PROBLEM TO WORK ON:
Every record below must be copied exactly, with images dropped.

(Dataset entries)
◇ ◇ ◇
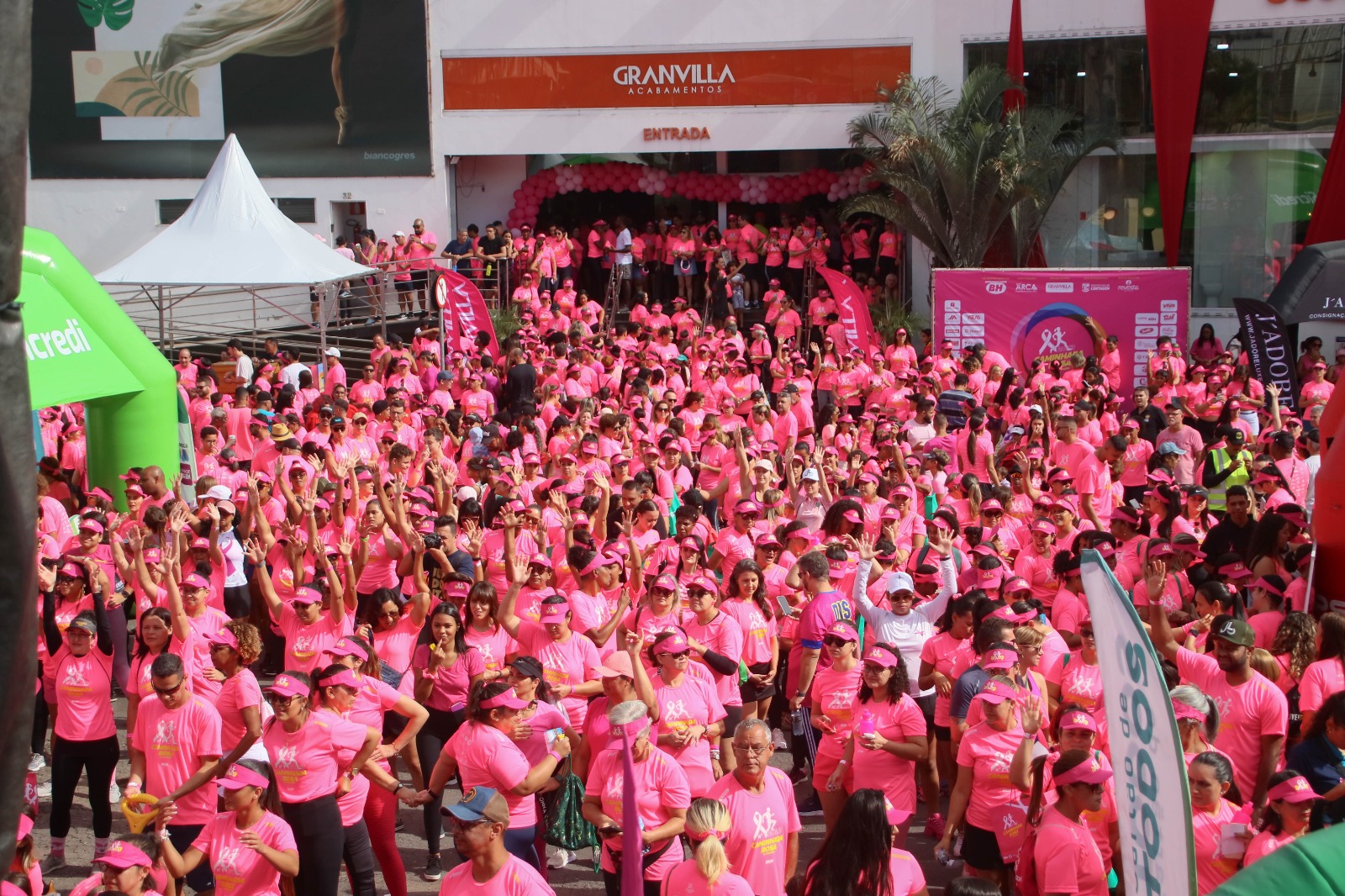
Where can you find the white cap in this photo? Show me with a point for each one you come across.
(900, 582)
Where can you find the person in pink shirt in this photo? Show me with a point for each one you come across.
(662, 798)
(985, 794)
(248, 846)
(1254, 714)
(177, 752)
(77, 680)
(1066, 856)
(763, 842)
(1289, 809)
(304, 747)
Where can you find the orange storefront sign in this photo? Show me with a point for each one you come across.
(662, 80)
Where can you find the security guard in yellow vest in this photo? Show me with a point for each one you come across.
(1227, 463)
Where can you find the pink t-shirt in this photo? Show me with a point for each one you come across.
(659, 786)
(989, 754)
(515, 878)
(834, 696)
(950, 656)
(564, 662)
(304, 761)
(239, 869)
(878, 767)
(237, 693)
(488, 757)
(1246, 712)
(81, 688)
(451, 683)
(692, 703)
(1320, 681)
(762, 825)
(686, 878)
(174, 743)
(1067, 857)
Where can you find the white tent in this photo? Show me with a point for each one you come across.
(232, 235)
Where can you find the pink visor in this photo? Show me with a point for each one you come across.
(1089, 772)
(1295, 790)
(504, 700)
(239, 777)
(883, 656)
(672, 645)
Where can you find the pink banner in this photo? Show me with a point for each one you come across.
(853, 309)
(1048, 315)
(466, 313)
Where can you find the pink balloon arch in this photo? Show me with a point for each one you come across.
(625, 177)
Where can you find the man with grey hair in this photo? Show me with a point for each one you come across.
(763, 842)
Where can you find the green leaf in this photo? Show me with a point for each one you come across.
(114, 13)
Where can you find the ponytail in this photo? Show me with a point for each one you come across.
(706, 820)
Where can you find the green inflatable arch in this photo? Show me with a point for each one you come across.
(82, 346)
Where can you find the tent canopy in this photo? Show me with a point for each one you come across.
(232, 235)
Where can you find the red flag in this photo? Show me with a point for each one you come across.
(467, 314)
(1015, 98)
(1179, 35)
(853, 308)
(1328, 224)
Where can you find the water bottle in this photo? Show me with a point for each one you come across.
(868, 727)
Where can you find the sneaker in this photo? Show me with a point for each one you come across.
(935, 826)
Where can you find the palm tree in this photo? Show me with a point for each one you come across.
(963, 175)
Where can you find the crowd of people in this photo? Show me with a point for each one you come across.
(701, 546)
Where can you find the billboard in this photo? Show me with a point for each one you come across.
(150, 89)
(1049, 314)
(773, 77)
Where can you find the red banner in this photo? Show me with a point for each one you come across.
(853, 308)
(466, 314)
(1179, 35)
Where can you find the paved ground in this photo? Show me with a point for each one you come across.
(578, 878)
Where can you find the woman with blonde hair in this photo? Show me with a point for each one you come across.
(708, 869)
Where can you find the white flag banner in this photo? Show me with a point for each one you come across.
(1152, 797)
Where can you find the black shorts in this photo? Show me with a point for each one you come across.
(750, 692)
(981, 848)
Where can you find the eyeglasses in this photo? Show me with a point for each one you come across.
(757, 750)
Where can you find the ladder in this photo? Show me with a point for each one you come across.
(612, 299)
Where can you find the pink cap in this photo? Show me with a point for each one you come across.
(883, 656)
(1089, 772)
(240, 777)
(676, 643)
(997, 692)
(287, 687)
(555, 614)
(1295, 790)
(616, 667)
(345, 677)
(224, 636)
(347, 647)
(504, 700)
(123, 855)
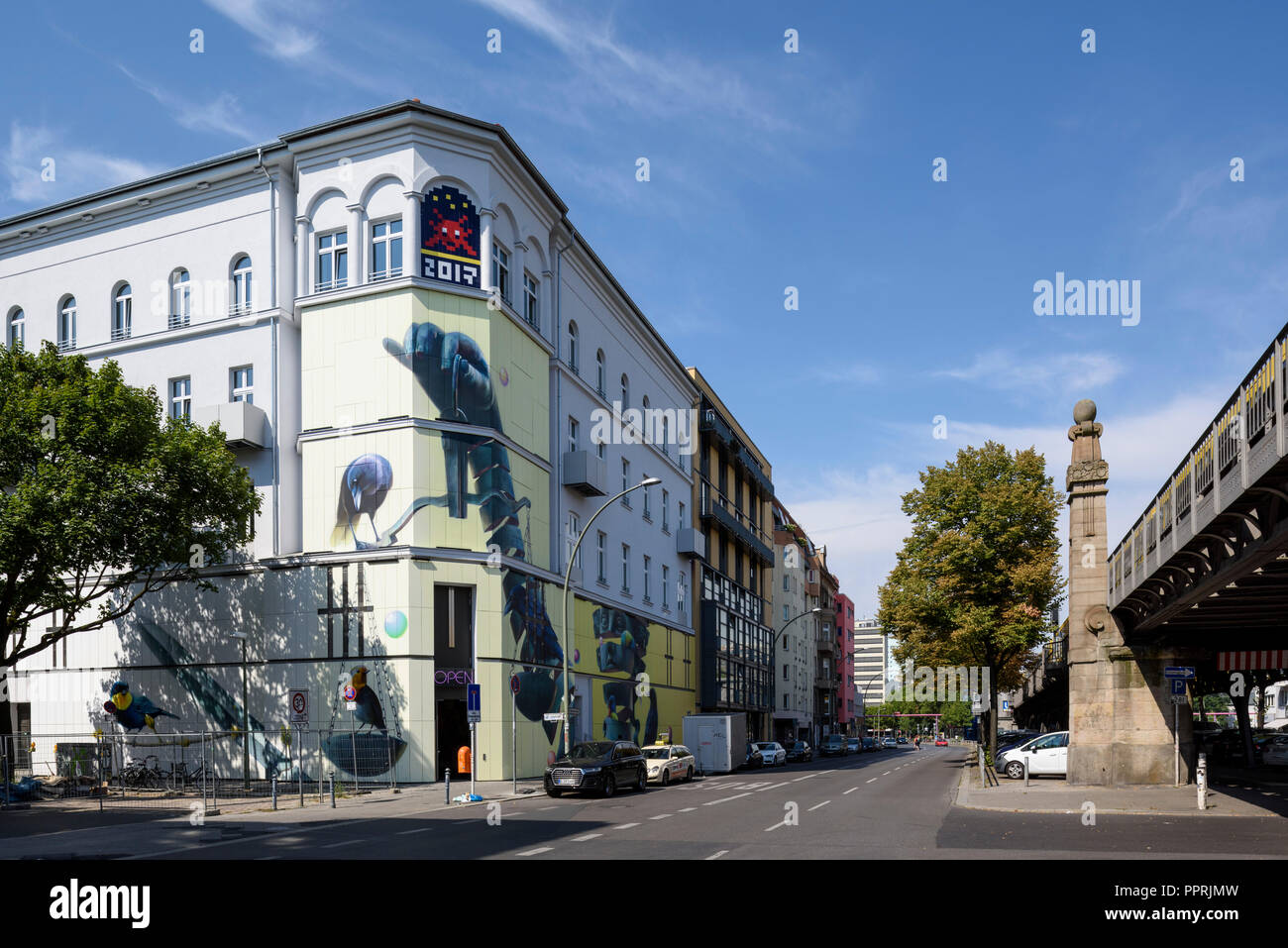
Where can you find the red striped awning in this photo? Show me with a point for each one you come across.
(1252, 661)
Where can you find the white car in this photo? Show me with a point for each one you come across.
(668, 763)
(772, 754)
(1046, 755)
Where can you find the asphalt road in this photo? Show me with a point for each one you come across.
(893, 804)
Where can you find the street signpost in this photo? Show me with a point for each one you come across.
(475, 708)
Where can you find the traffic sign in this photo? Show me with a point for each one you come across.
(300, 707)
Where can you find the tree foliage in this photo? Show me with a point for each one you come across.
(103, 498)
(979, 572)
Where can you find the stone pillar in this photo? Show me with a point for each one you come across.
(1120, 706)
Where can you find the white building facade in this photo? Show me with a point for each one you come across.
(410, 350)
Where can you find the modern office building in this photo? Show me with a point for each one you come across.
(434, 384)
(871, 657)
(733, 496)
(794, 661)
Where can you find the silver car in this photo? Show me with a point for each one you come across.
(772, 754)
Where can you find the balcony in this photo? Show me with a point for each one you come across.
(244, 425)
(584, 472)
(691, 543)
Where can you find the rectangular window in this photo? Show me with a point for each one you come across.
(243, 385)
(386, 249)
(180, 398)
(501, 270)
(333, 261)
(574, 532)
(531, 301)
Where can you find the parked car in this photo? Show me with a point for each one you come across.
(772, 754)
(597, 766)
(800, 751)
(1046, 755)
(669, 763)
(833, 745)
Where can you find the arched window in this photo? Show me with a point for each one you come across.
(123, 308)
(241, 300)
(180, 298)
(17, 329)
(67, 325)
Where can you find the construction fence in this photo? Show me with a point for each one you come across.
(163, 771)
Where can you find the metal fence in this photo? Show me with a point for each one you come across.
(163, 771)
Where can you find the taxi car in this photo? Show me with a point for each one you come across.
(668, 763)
◇ ◇ ◇
EXERCISE RESPONSE:
Where can you find the white cap in this photo? Show me with a point for each one you come across.
(900, 582)
Where can you find the person in pink shirt in this photo? Show me with a point for each one you come across.
(662, 798)
(985, 794)
(248, 846)
(1254, 714)
(177, 752)
(77, 680)
(1066, 856)
(763, 842)
(1289, 809)
(304, 747)
Where can you find the orange storefront sign in this photo? Show me with a point for each one you come across.
(662, 80)
Where can you find the security guard in yellow vest in this photo? Show me with a point for each one you come across.
(1227, 463)
Where can you find the pink t-shirt in this photo? Show me with a point for each one you come across.
(659, 786)
(989, 754)
(515, 878)
(834, 696)
(950, 656)
(564, 662)
(304, 761)
(239, 869)
(878, 767)
(237, 693)
(488, 757)
(1246, 712)
(81, 688)
(451, 683)
(692, 703)
(1320, 681)
(762, 825)
(686, 878)
(174, 743)
(1067, 857)
Where can you find the white tent in this photo? Show me with a point for each one you come across.
(232, 235)
Where can you find the pink visor in this photo? Show me with a point for each one you come across.
(1089, 772)
(1295, 790)
(504, 700)
(239, 777)
(883, 656)
(672, 645)
Where can you find the pink banner in this photo? Show me with a point for each one you come across.
(853, 309)
(1048, 315)
(466, 313)
Where can you find the pink balloon arch in this photo? Show me with a point for each one you come across.
(625, 177)
Where can you find the man with grey hair in this photo? Show me with a point for each one you come across.
(763, 842)
Where can you find the green leaf in this photo? Show me with a point for each one you come across.
(114, 13)
Where can you find the ponytail in this photo? Show me with a point for each one you come across.
(706, 820)
Where can you find the green inflatable arch in this photo? Show me with a point for each one you come across.
(82, 346)
Where can you find the tent canopy in this photo? Show me with a point for each one you come across.
(232, 235)
Where can you find the red flag in this photo? Show me with a point for each one you come across.
(467, 314)
(1015, 98)
(1179, 35)
(853, 308)
(1328, 224)
Where can you find the water bottle in this photo? Show me with a point for each one you come across.
(868, 727)
Where can you find the sneaker in this photo? Show me with a point for each one you come across.
(935, 826)
Where can you find the palm tree in this photo? Show me with a point for each one you come across.
(963, 175)
Where can you find the crowd of people in this photo? Show me with a point for each one you come across.
(701, 546)
Where can you find the billboard in this photo? Show me with a point for each one you come across.
(150, 89)
(1049, 314)
(773, 77)
Where can you find the red banner in this photo? Show me with a point for each one you come across.
(853, 308)
(466, 314)
(1179, 35)
Where can you find the paved ground in this photo? Show me with a point for each one you come across.
(578, 878)
Where can you find the woman with blonde hair in this photo? Show me with a point for each one you come across.
(708, 869)
Where can you find the white flag banner in this photo? Show me with a point for each one you come across.
(1152, 797)
Where can you find the black shorts in this photo? Show me with a point for each one you come across.
(750, 692)
(981, 848)
Where can you find the eyeglasses in this photo? Show me with a point for each one you come across.
(757, 750)
Where can you find the ladder in this photo? Show me with a point for each one you come across.
(612, 299)
Where can you find the pink cap in this photo? Show me with a point for each one you come across.
(883, 656)
(1089, 772)
(240, 777)
(676, 643)
(997, 692)
(287, 687)
(555, 614)
(1295, 790)
(616, 667)
(345, 677)
(224, 636)
(347, 647)
(504, 700)
(123, 855)
Where can you find the red striped awning in this photo? Show me with a point for each one you come across.
(1252, 661)
Where can you find the white car in this photo? Show me with a point for each one you come across.
(668, 763)
(772, 754)
(1046, 755)
Where can you find the asphalt road in this photo? Show me with a point for each one you come across.
(893, 804)
Where can you find the street signpost in this photo? Show me with a point for each one you come across.
(475, 708)
Where can you find the traffic sign in this photo? Show me with a point for each one you come across.
(300, 707)
Where can you find the tree foliage in this photo? Show me with a point for each one you come across.
(103, 498)
(979, 572)
Where can you find the stone pillar in this photo? Show me with a point for each one you come across.
(1120, 706)
Where can you find the white building facade in this photo? Show me with a point for each one you come across.
(410, 350)
Where can you find the modern office building in this photo? Show me with a point for each one you come across.
(434, 384)
(871, 657)
(733, 496)
(794, 661)
Where can you find the silver car in this photo? Show me with a point for each one you come across.
(772, 754)
Where can you find the balcony in this photo? Show me with a point for each one you come across.
(244, 425)
(584, 472)
(691, 543)
Where can you find the rectangular window in this photo? Show me with a point for each one you come across.
(243, 385)
(386, 249)
(180, 398)
(501, 270)
(333, 261)
(574, 532)
(531, 301)
Where can you find the parked car in this photo? Show me with a point for each one you come across.
(772, 754)
(597, 766)
(800, 751)
(1046, 755)
(669, 763)
(833, 745)
Where can you find the arched window in this photo? Show me with a point for each one you come across.
(123, 308)
(241, 300)
(180, 298)
(17, 329)
(67, 325)
Where can you find the construction fence in this photo? Show me with a point for each one you come across.
(163, 771)
Where can you find the metal fence in this photo? Show me with a point for each one you come across.
(163, 771)
Where can you find the taxi car in this photo? Show me with a point for each one you come across.
(668, 763)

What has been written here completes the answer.